GIVEN PASSAGE:
This seemingly validates the potential for deeper high-grade mineralization and the possibility of substantial resource growth within the Happy Valley Trend.
Whilst the results at Happy Valley Gold Mine and Twist Creek certainly call for further exploration, I see the biggest value driver stemming from new phases of modern & systematic exploration across the tenement more broadly to identify new prospective targets.
After reading through Serra’s announcements over the past two years, the priorities of exploration appear solely focused on the known Happy Valley Gold Mine & Twist Creek targets, with no wider exploration across the km’s of strike extent.
For example, the 13 km-long ‘Happy Valley’ trend of significant gold mineralization, hosts numerous historic gold mines which produced high grade gold and were only mined to shallow depths during the late 1800s and early 1900s.
Many of these mines are located on mineralized structures that extend for km’s and remain largely untested by modern exploration.
The 7 km-long ‘Twist Creek’ trend has historic workings with multiple structures mined at exceptionally high grades, averaging 31 g/t gold, however only at shallow depths.
The ‘Magpie’ trend which extends over 16km exhibits multiple lodes exploited by early miners at shallow depths with historic production including the Waterloo prospect which produced 851k oz of gold at a grade of approximately 13.4 g/t (Easton, 1912) between 1861 & 1878.
With such a large land position, proven high-grade mineralization, and limited modern exploration, if AVM demonstrate a new discovery this opens the potential of a district-scale high-grade gold system within a Tier-1 jurisdiction.
Beaufort Project – Estimated 1.16Moz Au Historical Production & Gold Source Not Yet Found
The project spans a 20 km trend which has been historically mined for alluvial gold which has been estimated to have produced up to 1.16Moz of alluvial gold, with the primary hard rock source yet to be identified.
Despite this, exploration work for bedrock sources of gold has consisted of limited and unsystematic soil sampling, rock sampling, mapping and limited ground magnetics.
This represents a unique opportunity for AVM to systematically evaluate and drill test target areas and associated anomalies which will hopefully identify the source of the alluvial production.
Interestingly, as depicted in the below image you can see the Beaufort gold field is an isolated and clearly defined area of production i.e. all the historical workings are defined within the tenement.
Further, with the alluvial production fields concentrated around a central north-south trending ridge, this makes for a potential target area for the source location of the alluvial gold deposition.
Source: E79 Resources Enters Agreement to Acquire Beaufort and Myrtleford Gold Projects in the Victorian Gold Fields, Australia
What is distinct is the distribution of alluvial workings in relation to the historically mapped shafts and the structures which trend North-South along the axis of the fold, as shown in the below image.
The setting is strikingly like a number of significant deposits in the Victorian Goldfields.
With historical production limited in depth, having produced an estimated 1.16 Moz of gold in addition to the primary source of the alluvial gold not yet identified, it makes for highly attractive investment proposition.

DATA TO PROCESS:
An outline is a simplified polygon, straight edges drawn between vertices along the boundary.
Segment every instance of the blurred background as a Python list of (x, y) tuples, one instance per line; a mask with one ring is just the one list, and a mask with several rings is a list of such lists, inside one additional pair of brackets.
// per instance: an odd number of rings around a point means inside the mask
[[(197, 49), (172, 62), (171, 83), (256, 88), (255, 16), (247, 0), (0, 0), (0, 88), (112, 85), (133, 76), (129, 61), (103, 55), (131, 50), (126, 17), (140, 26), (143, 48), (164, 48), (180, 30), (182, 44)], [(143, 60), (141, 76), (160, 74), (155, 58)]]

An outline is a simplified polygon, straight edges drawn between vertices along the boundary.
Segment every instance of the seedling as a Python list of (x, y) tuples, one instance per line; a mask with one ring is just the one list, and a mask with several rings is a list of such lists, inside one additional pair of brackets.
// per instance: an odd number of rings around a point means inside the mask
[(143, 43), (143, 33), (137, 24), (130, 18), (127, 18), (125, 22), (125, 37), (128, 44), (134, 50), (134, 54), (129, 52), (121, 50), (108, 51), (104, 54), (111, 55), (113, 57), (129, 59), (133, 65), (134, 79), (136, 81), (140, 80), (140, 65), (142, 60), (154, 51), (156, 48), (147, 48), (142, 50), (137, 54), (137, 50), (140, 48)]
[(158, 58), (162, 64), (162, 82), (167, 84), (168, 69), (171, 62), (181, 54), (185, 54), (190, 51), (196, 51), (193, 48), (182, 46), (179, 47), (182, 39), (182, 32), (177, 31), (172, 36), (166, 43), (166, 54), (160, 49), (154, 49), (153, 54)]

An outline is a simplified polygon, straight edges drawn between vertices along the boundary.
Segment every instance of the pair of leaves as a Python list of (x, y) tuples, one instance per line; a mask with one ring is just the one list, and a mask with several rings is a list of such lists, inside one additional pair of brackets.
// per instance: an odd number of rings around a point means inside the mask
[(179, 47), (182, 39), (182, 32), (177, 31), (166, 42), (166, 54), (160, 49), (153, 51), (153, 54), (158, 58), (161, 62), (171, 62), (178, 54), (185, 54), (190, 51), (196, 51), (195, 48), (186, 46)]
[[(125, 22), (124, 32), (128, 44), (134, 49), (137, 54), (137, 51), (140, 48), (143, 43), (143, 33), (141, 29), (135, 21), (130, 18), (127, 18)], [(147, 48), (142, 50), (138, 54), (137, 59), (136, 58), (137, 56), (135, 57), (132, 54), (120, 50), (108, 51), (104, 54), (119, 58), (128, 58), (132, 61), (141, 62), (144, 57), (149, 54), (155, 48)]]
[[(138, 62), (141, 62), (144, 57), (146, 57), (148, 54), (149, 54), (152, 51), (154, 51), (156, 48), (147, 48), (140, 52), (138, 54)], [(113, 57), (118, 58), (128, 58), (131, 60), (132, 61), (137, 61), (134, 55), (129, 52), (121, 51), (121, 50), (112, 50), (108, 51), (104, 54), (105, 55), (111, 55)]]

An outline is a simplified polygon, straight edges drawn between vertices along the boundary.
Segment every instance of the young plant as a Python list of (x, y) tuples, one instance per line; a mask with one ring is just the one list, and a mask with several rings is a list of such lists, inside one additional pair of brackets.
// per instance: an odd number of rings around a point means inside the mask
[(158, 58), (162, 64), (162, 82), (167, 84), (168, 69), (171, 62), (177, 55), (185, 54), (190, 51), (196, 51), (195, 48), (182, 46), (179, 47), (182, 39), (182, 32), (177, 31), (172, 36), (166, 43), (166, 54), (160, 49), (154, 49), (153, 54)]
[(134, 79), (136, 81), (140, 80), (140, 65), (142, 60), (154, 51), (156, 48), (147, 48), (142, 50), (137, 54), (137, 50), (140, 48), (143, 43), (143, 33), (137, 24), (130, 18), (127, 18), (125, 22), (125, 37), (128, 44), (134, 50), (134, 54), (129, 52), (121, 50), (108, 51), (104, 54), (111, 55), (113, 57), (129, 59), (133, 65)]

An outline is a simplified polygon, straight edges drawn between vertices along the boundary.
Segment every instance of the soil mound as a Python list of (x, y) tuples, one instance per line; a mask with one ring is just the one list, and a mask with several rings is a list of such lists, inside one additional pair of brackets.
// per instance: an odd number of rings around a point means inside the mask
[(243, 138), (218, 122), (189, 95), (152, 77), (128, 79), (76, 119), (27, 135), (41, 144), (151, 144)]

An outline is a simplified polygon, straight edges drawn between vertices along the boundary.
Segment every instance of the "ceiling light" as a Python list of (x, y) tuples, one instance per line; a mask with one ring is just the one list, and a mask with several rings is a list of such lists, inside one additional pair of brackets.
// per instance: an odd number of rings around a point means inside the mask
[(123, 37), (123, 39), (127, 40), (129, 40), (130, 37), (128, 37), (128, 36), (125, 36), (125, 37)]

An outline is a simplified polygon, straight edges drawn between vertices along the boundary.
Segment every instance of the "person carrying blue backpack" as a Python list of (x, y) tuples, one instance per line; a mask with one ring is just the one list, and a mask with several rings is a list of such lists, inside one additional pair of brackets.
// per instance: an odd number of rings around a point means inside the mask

REQUIRED TASKS:
• A. According to the gold exploration passage, what average grade of gold was mined from the structures of the Twist Creek trend?
• B. Copy the records from their first line through the line containing "74), (155, 58)]]", substituting "distant hillside" for "blurred background" and leaving everything else unchanged.
The gold exploration passage and the records are unrelated material.

SOLUTIONS TO THE PROBLEMS:
• A. 31 g/t gold.

• B.
An outline is a simplified polygon, straight edges drawn between vertices along the boundary.
Segment every instance of the distant hillside as a Python list of (x, y) tuples, one instance per line; a mask with one ring is just the one list, and a mask with several rings is a list of such lists, inside one additional pair of brackets.
// per instance: an odd number of rings around a point means inside the mask
[[(197, 49), (172, 62), (171, 83), (256, 88), (255, 16), (247, 0), (0, 0), (0, 88), (112, 85), (133, 76), (129, 61), (103, 55), (131, 50), (126, 17), (140, 26), (143, 48), (164, 48), (180, 30), (182, 44)], [(143, 60), (141, 76), (160, 74), (155, 58)]]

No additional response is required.